» **TASK OBJECTIVE**
Look below for the line containing "Mark the innermost point of each instance of the driver's". Output it and each remaining line of the entries exactly, and nothing else.

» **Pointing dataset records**
• • •

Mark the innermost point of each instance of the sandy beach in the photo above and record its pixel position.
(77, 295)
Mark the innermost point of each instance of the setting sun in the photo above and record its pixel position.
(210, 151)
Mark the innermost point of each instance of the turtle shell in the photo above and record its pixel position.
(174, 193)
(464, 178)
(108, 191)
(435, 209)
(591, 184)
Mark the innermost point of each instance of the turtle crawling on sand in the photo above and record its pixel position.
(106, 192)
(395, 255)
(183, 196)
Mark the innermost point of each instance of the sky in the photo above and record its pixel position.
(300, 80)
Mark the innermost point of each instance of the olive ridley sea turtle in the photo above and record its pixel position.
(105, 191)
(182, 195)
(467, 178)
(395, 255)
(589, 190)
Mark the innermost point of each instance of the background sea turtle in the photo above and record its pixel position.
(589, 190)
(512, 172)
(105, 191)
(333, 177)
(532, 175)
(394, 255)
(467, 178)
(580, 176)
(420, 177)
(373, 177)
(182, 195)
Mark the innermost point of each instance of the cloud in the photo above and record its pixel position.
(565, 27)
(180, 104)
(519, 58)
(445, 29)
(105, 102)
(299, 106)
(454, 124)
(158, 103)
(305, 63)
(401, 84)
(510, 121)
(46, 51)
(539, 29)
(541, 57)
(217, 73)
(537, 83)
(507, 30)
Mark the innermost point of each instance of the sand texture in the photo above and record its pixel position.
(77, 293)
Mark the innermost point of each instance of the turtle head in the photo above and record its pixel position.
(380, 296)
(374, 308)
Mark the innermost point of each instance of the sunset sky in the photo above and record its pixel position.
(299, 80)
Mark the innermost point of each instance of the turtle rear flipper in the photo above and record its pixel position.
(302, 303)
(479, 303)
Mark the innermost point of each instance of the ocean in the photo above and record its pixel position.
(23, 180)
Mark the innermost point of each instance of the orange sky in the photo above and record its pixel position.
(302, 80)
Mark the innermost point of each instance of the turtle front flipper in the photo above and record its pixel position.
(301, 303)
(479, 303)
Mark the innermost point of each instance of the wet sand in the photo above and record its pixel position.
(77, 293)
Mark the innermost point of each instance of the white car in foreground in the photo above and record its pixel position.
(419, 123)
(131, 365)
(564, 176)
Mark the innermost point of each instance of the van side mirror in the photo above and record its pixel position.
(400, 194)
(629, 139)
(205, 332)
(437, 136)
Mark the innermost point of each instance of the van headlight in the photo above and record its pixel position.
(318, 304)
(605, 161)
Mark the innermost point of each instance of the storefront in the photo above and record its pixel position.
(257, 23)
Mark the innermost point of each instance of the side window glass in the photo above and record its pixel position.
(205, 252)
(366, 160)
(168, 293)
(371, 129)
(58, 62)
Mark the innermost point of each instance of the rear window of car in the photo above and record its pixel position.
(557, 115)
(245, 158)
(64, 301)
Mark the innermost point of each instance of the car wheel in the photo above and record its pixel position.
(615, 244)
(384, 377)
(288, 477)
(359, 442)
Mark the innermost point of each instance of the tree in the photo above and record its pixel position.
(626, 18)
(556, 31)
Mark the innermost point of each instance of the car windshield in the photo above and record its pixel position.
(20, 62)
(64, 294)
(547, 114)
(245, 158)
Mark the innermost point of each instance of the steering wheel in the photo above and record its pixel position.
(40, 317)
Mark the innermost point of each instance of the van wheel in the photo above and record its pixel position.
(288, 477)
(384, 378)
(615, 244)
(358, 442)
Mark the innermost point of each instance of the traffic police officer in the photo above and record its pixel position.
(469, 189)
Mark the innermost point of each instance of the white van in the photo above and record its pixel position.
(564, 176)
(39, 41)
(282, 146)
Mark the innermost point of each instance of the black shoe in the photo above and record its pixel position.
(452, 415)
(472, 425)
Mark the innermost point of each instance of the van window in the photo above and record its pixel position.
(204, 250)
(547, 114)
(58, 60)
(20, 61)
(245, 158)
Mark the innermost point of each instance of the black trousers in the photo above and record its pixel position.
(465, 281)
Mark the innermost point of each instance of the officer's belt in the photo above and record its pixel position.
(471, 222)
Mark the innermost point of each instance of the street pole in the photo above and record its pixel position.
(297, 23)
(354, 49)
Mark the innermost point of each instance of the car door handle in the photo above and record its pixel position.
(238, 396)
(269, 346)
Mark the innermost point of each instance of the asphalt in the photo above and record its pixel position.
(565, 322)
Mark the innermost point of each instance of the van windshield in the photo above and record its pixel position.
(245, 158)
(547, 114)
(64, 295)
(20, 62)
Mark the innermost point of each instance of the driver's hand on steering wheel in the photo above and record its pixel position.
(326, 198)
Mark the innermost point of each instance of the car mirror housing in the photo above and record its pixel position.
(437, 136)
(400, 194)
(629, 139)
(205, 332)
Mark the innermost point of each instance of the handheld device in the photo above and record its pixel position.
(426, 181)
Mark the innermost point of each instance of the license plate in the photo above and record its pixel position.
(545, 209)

• • •

» **WRITTEN REPLY**
Mark the innermost point of each instance of the driver's hand on steering wheel in the photo above and record its pixel position.
(326, 198)
Mark the innermost point of each instance of the car mirror housing in the photo above and record its pixel position.
(437, 136)
(400, 194)
(629, 139)
(205, 332)
Mark the innermost point of each instance of the handheld device in the photo above and record its pixel position.
(426, 181)
Mark the innermost point of each instance of the license plate in the photo above and record its pixel position.
(545, 209)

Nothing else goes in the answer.